Page extract |

* start *

I am running a service in Fedora CommuniShift (planning to move it to Fedora production OpenShift instance in case it is relevant).
Can anybody please help me understand how to configure some monitoring for it? Is it possible to configure nagios.fedoraproject.org for it? Or is there any other recommended approach?
Basically, I would like to have some custom commands (checking if auth tokens are up-to-date, parsing a log file for specific errors, etc) and periodically run them on my deployed container. Or spawning a separate container in my project to run them. If they find any problem, I'd like to be notified via email.
Thank you, Jakub
On Sat, Jun 01, 2024 at 08:48:32PM GMT, Jakub Kadlcik wrote:
I am running a service in Fedora CommuniShift (planning to move it to Fedora production OpenShift instance in case it is relevant).
Can anybody please help me understand how to configure some monitoring for it? Is it possible to configure nagios.fedoraproject.org for it? Or is there any other recommended approach?
There's currently no monitoring setup for communishift items. Once it's moved to staging / production, nagios checks can be added.
Also, in our stg/prod clusters we have some simple monitoring like mailing you when a pod crashes or a build or cronjob fails.
Basically, I would like to have some custom commands (checking if auth tokens are up-to-date, parsing a log file for specific errors, etc) and periodically run them on my deployed container. Or spawning a separate container in my project to run them. If they find any problem, I'd like to be notified via email.
Another option there is to make some kind of health check, and have openshift monitor it and alert/take the app down if something was unhealthy. I guess that might not be what you want for transitory errors or where you don't want the app to stop working on some errors.
kevin
Thank you very much for the reply Kevin,
Another option there is to make some kind of health check, and have openshift monitor it and alert/take the app down if something was unhealthy.
I have limited experience with OpenShift so I am not sure what is possible or not but I've been reading about health checks and the documentation always mentioned restarting the "unhealthy" container instead of sending an email notification. That wouldn't be helpful for me.
There's currently no monitoring setup for communishift items. Once it's moved to staging / production, nagios checks can be added. Also, in our stg/prod clusters we have some simple monitoring like mailing you when a pod crashes or a build or cronjob fails.

* end *

Written instruction | In the forum thread above, rewrite the paragraph beginning "Basically, I would like to have some custom commands" as a short bulleted list that keeps its main facts.

Given records |
* start *

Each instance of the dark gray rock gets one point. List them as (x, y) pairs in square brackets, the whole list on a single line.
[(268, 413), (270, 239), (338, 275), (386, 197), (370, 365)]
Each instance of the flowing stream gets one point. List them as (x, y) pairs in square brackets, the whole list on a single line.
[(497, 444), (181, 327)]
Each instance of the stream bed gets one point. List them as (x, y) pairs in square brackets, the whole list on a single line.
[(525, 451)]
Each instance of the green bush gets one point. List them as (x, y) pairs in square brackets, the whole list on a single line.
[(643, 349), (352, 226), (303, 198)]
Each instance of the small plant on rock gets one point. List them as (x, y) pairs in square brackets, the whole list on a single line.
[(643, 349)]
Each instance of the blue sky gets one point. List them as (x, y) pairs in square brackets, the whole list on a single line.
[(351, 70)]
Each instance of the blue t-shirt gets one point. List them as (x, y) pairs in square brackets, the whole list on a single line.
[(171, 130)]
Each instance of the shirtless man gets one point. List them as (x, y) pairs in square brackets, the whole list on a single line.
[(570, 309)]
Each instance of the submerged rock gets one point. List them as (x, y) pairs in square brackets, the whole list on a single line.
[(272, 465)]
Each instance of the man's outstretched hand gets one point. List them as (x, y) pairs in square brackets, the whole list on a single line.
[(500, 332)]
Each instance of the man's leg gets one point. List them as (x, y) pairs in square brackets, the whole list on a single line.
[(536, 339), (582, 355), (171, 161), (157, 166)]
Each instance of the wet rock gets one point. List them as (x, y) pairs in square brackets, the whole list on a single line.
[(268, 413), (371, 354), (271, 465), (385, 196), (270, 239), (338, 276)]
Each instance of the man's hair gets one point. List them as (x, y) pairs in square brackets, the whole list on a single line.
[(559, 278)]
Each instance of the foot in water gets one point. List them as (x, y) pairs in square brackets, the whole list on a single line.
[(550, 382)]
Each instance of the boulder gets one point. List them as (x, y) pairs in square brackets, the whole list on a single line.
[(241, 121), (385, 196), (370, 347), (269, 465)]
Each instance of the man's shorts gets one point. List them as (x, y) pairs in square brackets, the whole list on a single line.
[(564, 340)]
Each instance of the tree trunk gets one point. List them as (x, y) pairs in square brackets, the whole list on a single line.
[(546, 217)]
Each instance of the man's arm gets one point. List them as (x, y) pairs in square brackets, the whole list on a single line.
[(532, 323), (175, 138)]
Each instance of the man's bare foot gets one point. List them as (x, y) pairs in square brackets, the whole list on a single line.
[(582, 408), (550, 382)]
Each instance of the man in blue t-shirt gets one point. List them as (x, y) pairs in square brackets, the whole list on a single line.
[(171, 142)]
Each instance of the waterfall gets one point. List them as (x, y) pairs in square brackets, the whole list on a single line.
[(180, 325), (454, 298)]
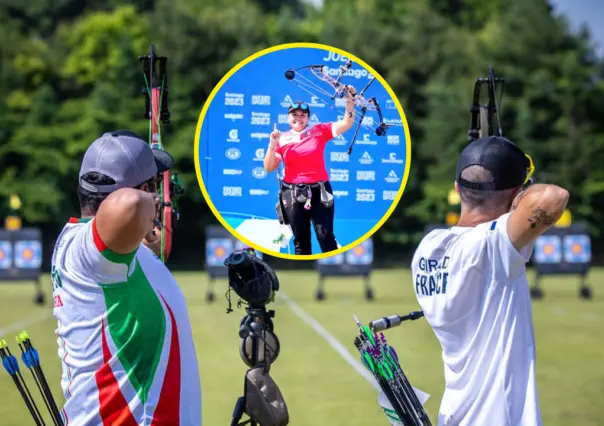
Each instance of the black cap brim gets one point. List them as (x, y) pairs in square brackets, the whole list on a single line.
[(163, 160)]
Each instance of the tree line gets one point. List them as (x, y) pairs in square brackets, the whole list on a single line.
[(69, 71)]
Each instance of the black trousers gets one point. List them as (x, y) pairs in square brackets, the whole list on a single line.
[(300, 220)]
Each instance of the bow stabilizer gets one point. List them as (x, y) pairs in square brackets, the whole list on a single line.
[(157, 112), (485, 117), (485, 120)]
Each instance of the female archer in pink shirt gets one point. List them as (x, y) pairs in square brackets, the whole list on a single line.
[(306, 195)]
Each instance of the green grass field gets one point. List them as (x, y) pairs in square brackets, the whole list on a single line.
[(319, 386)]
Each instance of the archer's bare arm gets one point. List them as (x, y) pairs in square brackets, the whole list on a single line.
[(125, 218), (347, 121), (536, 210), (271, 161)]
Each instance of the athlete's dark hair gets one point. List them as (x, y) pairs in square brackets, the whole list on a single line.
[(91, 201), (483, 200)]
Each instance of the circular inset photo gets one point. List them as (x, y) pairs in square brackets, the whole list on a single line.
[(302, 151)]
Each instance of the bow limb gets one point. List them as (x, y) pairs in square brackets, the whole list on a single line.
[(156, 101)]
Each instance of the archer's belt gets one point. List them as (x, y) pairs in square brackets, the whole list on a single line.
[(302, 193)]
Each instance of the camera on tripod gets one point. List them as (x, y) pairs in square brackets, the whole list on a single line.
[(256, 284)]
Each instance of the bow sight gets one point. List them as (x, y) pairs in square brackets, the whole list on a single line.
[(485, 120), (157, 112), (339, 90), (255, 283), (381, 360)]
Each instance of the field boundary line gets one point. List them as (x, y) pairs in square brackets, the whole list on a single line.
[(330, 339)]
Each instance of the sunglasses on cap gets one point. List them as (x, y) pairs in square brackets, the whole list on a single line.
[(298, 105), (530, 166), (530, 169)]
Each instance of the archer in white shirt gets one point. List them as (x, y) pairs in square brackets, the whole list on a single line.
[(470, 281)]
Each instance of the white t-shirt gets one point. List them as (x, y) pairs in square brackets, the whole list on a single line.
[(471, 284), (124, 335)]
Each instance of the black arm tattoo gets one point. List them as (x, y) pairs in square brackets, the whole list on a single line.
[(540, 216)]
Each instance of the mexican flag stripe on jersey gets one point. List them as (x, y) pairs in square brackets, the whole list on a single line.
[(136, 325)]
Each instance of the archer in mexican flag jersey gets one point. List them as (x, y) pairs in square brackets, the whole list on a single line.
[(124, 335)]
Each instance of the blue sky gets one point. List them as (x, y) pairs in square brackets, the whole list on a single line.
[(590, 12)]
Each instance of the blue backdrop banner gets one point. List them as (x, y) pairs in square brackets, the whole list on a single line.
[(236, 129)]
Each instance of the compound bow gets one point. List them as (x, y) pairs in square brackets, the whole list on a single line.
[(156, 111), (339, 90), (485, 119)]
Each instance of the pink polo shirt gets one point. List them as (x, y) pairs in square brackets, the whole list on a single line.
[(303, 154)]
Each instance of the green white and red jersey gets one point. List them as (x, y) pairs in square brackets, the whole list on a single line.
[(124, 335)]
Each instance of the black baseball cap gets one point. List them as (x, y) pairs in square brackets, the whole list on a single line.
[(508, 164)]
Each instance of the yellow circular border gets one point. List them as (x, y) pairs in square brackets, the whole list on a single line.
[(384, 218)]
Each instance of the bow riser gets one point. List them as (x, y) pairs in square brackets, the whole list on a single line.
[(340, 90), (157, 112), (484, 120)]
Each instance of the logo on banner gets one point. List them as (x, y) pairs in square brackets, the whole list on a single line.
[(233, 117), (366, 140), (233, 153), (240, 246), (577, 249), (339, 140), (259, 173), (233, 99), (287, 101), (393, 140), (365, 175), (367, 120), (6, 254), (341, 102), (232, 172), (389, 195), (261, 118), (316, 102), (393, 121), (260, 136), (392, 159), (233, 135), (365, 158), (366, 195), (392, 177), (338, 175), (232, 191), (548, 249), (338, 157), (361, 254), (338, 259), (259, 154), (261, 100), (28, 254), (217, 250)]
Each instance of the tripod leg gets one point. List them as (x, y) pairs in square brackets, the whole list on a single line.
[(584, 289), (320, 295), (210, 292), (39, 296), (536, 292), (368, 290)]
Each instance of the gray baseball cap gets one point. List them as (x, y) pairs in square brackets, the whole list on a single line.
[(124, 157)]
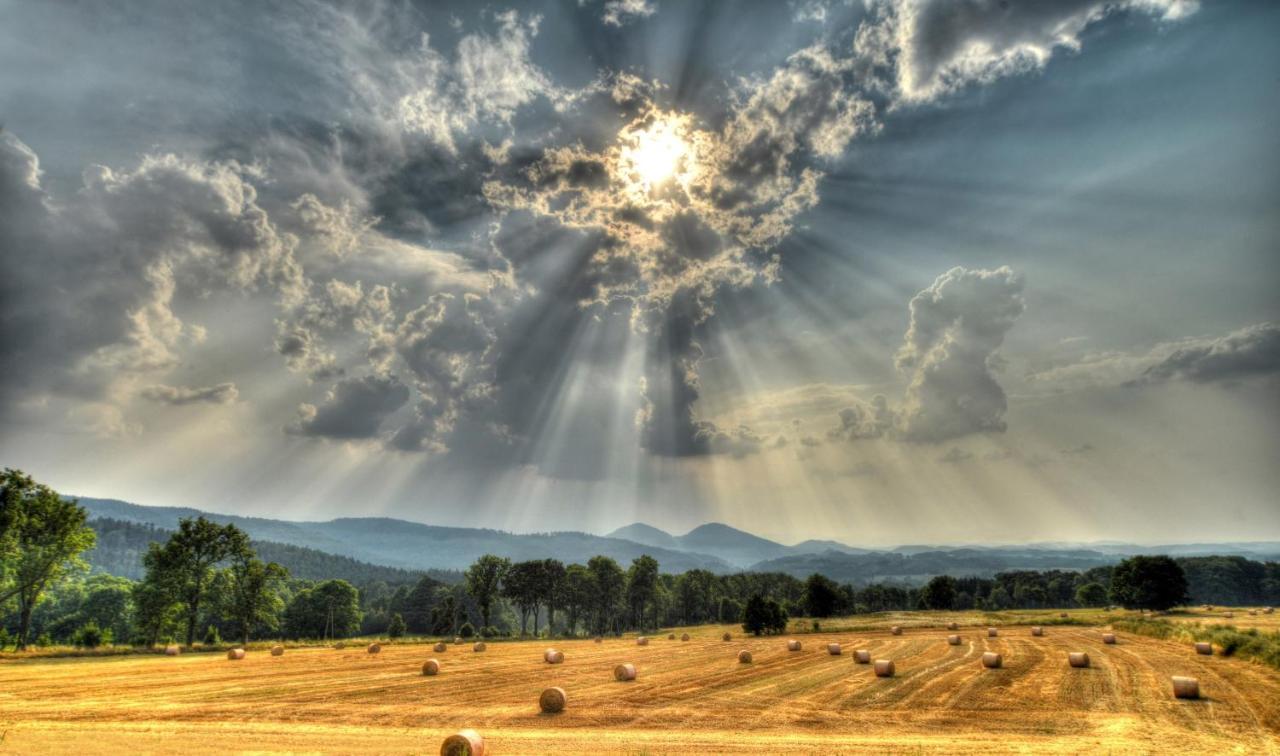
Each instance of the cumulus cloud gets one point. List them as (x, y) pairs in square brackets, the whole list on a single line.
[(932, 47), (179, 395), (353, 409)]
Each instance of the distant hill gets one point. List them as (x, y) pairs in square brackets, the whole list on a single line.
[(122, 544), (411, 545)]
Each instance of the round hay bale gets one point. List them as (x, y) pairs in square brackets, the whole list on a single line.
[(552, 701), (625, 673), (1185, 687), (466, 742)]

* end *
* start *

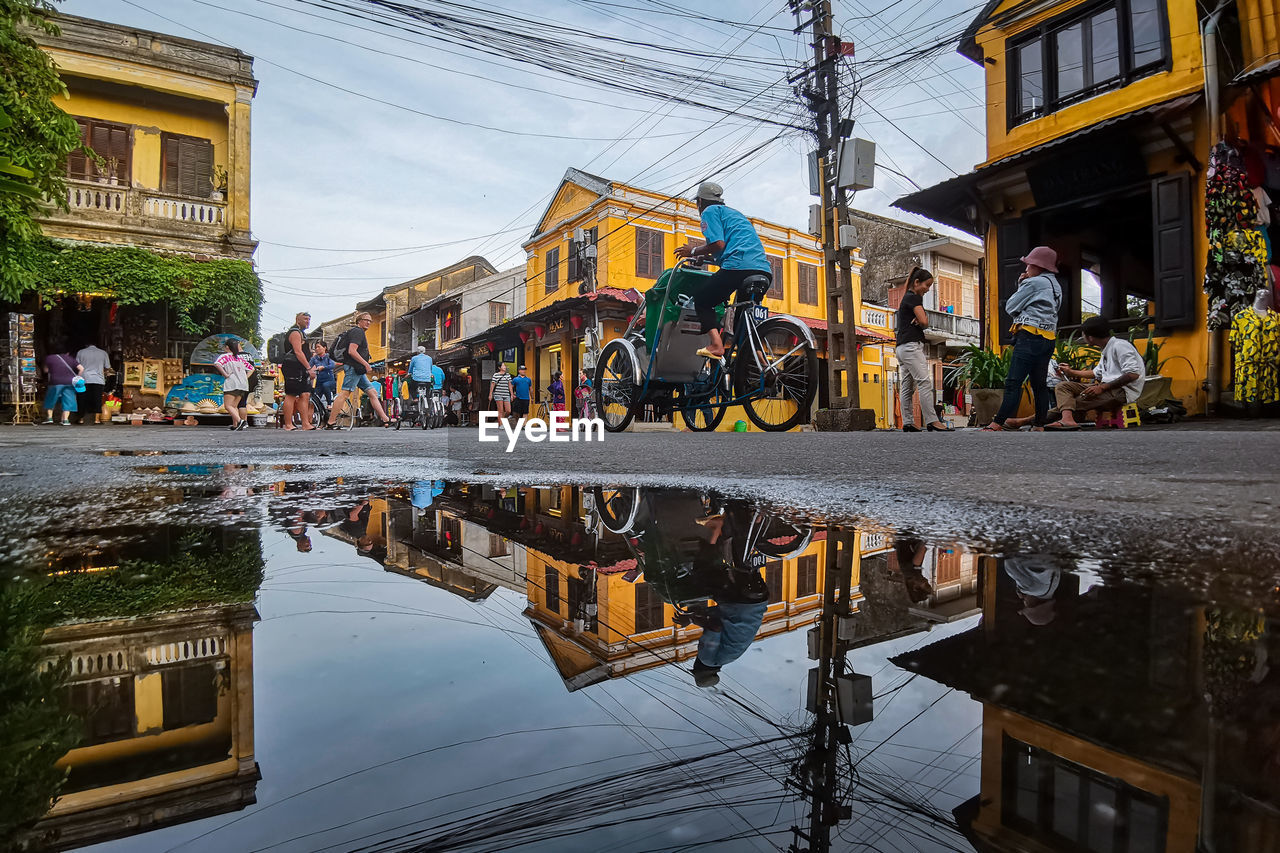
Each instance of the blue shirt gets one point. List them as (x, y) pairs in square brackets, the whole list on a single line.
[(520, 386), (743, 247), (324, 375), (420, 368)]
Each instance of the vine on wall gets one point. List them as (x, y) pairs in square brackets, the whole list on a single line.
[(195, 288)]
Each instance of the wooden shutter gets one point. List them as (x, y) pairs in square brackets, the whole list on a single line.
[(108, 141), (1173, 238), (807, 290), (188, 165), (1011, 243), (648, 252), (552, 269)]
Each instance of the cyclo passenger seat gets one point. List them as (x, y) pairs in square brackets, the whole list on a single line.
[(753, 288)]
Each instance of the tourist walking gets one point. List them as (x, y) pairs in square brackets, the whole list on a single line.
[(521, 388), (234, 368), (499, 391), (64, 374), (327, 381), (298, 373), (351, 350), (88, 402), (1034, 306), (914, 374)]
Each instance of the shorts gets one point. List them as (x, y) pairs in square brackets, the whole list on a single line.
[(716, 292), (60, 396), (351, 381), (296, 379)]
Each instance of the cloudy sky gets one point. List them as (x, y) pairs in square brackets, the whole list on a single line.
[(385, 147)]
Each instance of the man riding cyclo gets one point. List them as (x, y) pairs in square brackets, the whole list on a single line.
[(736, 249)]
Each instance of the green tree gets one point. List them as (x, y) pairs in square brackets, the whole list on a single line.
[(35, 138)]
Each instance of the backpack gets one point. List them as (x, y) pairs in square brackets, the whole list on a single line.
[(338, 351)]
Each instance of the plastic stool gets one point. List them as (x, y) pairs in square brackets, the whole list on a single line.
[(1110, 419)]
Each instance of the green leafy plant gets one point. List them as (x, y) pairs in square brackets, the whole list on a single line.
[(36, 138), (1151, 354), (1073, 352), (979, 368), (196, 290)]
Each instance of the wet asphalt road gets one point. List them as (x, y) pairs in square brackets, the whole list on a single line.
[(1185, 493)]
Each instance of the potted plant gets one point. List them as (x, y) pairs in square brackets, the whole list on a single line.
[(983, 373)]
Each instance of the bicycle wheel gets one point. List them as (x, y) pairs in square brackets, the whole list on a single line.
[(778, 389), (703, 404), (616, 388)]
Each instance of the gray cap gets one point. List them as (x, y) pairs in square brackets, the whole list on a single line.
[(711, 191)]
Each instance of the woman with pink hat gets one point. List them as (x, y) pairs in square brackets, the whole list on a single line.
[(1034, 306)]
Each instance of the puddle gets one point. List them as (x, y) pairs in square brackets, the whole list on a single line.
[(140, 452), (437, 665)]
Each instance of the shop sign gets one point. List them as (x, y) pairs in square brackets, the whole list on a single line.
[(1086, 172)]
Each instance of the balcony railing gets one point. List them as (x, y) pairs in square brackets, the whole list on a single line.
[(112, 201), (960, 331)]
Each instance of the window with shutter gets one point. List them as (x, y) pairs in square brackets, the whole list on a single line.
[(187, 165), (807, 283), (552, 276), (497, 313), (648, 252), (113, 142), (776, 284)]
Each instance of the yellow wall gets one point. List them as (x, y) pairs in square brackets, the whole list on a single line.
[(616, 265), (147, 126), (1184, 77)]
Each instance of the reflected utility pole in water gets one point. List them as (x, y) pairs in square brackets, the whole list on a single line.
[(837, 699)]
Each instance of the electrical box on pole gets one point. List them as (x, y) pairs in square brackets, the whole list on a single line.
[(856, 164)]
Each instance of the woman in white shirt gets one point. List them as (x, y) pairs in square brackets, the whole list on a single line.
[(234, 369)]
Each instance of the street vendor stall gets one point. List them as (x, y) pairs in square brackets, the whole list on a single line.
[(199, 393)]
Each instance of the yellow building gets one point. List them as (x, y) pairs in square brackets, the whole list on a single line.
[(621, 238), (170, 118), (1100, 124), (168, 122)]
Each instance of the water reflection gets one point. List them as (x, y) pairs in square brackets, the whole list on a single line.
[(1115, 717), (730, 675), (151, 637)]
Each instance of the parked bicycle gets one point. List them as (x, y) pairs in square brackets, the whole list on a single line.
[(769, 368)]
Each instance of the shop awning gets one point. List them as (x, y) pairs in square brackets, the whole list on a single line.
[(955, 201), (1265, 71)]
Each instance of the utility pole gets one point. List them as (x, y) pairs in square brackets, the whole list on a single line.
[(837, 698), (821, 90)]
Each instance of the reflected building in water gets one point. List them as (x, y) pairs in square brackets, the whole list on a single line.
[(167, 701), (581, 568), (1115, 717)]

* end *

Expected output |
- Run custom commands, such as checking that auth tokens are up-to-date or parsing a log file for specific errors.
- Run them periodically, either on the deployed container or in a separate container in the same project.
- Send an email notification if they find a problem.